Excerpt to read
=======
In contrast to these earlier, somewhat private explorations of the building, No Longer Empty's exhibit offers up a much more community-based public art installation. Their group show, titled When You Cut into the Present the Future Leaks Out, features the work of 26 artists, many of them Bronx-based, and the participation of numerous neighborhood groups. The exhibit makes a staggering array of references to the area's colorful cultural heritage, including the Bronx's role in the birth of hip-hop and the popularization of graffiti, the local tradition of Puerto Rican-style casitas, and the renewal of the Bronx River. "This is a mingling of projects specific to the Bronx and more abstract elements," said curator Regine Basha. "Some of it's about storytelling and history, some of it's about communing with the building, and some of it is just pure experiential sensorial immersion into the physicality of the space." Walking through the courthouse today is a playful adventure, with sculpture, light, sound, and film scattered through every available corner of its first three levels.
The exhibit also delves into the troubled past of Melrose and Morrisania, with one piece based on Fort Apache, The Bronx—a controversial 1981 Paul Newman film about urban decay, police brutality and riots that was filmed at the nearby 42nd precinct—and a monumental new sculptural work by Bronx-born artist Abigail DeVille. Partially created from debris found in the building, the work presents a disturbing vision of dismembered body parts, dead Christmas trees, rubble and disorder, and was inspired by the artist's childhood in the ruins that once surrounded the courthouse. "I remember when the Bronx was burning," said one local resident, while considering the new buildings that now circle the courthouse. "It smelled like smoke everyday. There was nothing left around here. Now there are so many buildings we don't even have a place to breathe. There's nowhere left to build."
Perhaps the most poignant piece included in the exhibit is "Growing Older in the South Bronx," a documentary created in 2011 by artist Nicolás Dumit Estévez. This 44-minute video traces out the history of the local community, presenting testimony from a group of senior citizens living at La Casa de la Felicidad, a low-income apartment building just a few blocks from the courthouse. Built in 2006, their home is just one small part of the award-winning Melrose Commons, an impressive community-designed redevelopment project that has replaced empty lots with "a model community of sustainable urban revitalization." This rough-hewn film, screened inside a crumbling neighborhood landmark that somehow survived decades of abuse, fully explores the cycles of aging, death, recovery, renewal, and pride that the Bronx has lived through. Viewing it inside the old Grey Lady, while neighbors wander through, recognizing themselves projected onto the wall, is a powerful experience.
In recent years, a growing number of large-scale site-specific exhibits have been mounted inside similar abandoned or underutilized New York landmarks, including Creative Time's Kara Walker exhibit at the Domino Sugar Refinery, PS1 MoMa's Rockway! exhibit at Fort Tilden, and Come Together: Surviving Sandy at Industry City. Of these exhibits, only No Longer Empty's presentation at the Bronx courthouse has truly succeeded in creating a meaningful connection to its building's history, and in forging important connections with the diverse community nearby. The depth of engagement and layers of reference presented in this exhibit are what other site-specific curators should aspire to. "When You Cut into the Present the Future Leaks Out" will be on view at the Old Bronx Borough Courthouse until July 19th, 2015.
=======
Given material
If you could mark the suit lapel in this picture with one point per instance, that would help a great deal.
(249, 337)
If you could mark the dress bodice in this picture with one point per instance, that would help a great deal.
=======
What you should do
Condense the paragraph of the Bronx courthouse article above that begins "Perhaps the most poignant piece" into a short bulleted list that keeps its main facts.

Exercise result
- "Growing Older in the South Bronx" is a 44-minute documentary made in 2011 by artist Nicolás Dumit Estévez, and the exhibit's most poignant piece.
- It traces the local community's history through testimony from senior citizens living at La Casa de la Felicidad, a low-income apartment building a few blocks from the courthouse.
- La Casa de la Felicidad was built in 2006. It is part of Melrose Commons, an award-winning, community-designed redevelopment project that replaced empty lots.
- The film explores the Bronx's cycles of aging, death, recovery, renewal, and pride.
- Watching it inside the old courthouse, the Grey Lady, as neighbors recognize themselves on the wall is a powerful experience.